Activity list:
1. List every harm that the hypernatremia passage says overly rapid correction of hypernatremia may cause.
2. According to the hypernatremia passage, by how much per hour at most should plasma Na+ concentration be lowered?
3. Carry the hypernatremia passage forward from its last sentence.

Supplied passage:
Ancillary studies should be considered in patients presenting with hypernatremia when history and clinical signs indicate there may be an underlying structural, functional, or hereditary abnormality.

  • Renal function assessed by serum creatinine, BUN and estimated glomerular filtration rate (GFR) should be ascertained. Patients with more advanced renal dysfunction from any etiology may display a moderate impairment in maximum concentrating ability unless they become severely volume depleted. These individuals are not typically polyuric (although many complain of frequency) but may be predisposed to developing hypernatremia when confronted with another insult (eg, diarrhea).

  • The presence of other electrolyte disturbances such as hypokalemia and metabolic alkalosis may point to more rare etiologies such as Bartter syndrome or primary mineralocorticoid excess. If indicated, serum aldosterone and/or cortisol should be evaluated.

  • Imaging of the brain with special attention to the sella turcica and hypothalamus is best accomplished by MRI/MRA. Characteristic findings of craniopharyngioma or other tumors or of infiltrative diseases (sarcoidosis, histiocytosis X) may be present. If primary excess mineralocorticoid is found, imaging of the adrenal glands is in order. This can be accomplished by MR but CT imaging is also acceptable. All polyuric states can result in dilation of the urinary tract and bladder and should be evaluated by renal and pelvic ultrasound. Bilateral hydronephrosis with renal failure has been known to occur, so frequent voiding and double voiding should be recommended if polyuria cannot be limited.

  • Genetic testing for hereditary causes of either central diabetes insipidus or nephrogenic diabetes insipidus is not yet broadly available.

  • Testing for antibodies to anti-rabphilin-3A or subfornical organ (not yet commercially or broadly available).

  • If spurious or artefactual hypernatremia is suspected, verification with assessment of plasma osmolality is recommended.

How should patients with hypernatremia be managed?

General considerations

It is recommended that plasma Na+ concentration be decreased by no more than 0.5 meq/L per hour. Overly rapid correction of hypernatremia may result in cerebral edema, seizures, permanent neurologic deficit, and even death. This rate is similar to earlier recommendations for correction of hyponatremia which have recently been changed to no more than 6 meq/L in 24 hr or 10 meq/L in 48 hr. Parallel studies in hypernatremia have not yet been done, but slower correction may also be wise in hypernatremic conditions. During osmotic adaptation for hypernatremia, brain cells gain intracellular electrolytes and organic solutes. Water re-enters the cells thereby restoring cell volume toward normal. Reducing plasma Na+ concentration (and Posm) too quickly or by too great an amount leads to water entry into the brain cells and cell volume increasing to values greater than normal.

Restoration of pure water deficit

  • Obtain current plasma Na+. Measure Uosm, Na+, K+, and hourly urinary volume (V).

  • Calculate the water deficit based on total body water content being ~60% of lean body weight.

Source material:
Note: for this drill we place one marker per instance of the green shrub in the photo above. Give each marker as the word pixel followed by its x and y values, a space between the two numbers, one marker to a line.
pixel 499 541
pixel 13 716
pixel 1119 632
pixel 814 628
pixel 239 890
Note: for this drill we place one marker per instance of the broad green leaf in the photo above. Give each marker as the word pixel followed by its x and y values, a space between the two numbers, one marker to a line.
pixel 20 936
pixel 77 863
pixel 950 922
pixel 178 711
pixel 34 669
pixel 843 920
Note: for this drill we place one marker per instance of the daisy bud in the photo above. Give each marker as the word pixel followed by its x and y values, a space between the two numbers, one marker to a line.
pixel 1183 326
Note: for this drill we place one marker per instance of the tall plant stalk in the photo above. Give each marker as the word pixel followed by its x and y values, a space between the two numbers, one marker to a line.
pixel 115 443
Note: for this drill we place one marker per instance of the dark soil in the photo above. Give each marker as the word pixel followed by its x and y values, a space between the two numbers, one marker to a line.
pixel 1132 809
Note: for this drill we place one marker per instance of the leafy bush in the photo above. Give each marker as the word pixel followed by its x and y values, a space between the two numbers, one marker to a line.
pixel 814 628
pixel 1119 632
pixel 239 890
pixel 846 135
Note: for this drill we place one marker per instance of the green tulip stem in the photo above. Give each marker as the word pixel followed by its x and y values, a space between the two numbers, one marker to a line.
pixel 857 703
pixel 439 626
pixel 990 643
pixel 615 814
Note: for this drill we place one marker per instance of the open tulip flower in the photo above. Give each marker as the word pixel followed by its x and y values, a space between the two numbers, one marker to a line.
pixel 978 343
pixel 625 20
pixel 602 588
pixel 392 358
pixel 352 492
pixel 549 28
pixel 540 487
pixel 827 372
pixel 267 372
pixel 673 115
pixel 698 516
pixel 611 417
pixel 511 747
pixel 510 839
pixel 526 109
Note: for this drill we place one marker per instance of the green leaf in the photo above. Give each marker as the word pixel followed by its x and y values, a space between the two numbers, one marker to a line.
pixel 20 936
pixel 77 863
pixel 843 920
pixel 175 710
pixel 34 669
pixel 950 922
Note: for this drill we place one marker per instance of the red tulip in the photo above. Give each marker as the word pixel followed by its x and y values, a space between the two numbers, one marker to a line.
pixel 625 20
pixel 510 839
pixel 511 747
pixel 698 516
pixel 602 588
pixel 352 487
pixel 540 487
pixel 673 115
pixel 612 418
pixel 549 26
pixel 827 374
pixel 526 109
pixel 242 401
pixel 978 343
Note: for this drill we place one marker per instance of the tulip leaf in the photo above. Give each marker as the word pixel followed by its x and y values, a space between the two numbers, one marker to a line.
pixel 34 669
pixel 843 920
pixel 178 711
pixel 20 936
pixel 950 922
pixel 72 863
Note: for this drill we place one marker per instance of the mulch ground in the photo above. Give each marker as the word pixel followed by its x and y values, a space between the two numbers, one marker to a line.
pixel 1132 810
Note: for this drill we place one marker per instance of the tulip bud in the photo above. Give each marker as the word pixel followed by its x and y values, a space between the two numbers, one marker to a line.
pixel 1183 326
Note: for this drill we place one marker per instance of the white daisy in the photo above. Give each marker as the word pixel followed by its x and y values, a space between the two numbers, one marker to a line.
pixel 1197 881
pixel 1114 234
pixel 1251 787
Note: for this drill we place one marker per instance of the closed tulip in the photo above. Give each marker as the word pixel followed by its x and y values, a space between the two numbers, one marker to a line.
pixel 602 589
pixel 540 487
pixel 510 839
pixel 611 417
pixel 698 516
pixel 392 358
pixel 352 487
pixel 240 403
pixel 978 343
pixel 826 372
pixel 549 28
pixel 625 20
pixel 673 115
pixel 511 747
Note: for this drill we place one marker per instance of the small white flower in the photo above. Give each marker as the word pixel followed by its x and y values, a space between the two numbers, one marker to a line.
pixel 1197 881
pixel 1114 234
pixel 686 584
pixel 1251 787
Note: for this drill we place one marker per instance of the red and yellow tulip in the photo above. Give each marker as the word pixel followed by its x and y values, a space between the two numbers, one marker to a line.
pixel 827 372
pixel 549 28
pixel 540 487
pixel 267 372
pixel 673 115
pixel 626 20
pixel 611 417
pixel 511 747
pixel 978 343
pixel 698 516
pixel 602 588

Answers to the problems:
1.
- Cerebral edema
- Seizures
- Permanent neurologic deficit
- Death

2. No more than 0.5 meq/L per hour.

3.
Water deficit (in L) = (0.6 * lean body weight [in kg])* ({measured plasma [Na+]/140} – 1)

For elderly patients, particularly females, the normal body water may be closer to 50%, so that 0.5 rather than 0.6 should be used in the formula above. Newborn infants may be 70% total body water but slight underestimation may be safer in these as well as in adults. Caution should be exerted in calculation of patients who are morbidly obese in whom the proportion of body water in adipose tissue can be considerable. Generally, adipose tissue is ~ 10% water. This factor may be used to refine the above formula. For example, in a 150 kg male whose lean body weight would be 70 kg, one would use 0.6 * 70 kg + 0.1 * 80 kg = 50 L).

  • Evaluate ongoing extrarenal water losses: insensible losses (typically 30 – 50 ml/h), emesis, diarrhea, sweat, nasogastric drainage, fluids lost via other drains

  • Evaluate ongoing urinary water loss by calculating electrolyte-free water reabsorption:

Electrolyte free water reabsorption (TeCH2O) = V * ({[UNa+ + UK+]/PNa+} – 1)

  • A negative value for TeCH2O indicates the volume of ongoing urinary water losses that need to be replaced

  • Fluid administration to replace losses may take on different forms.

  • Water can be given orally or intravenously as 5% dextrose in water.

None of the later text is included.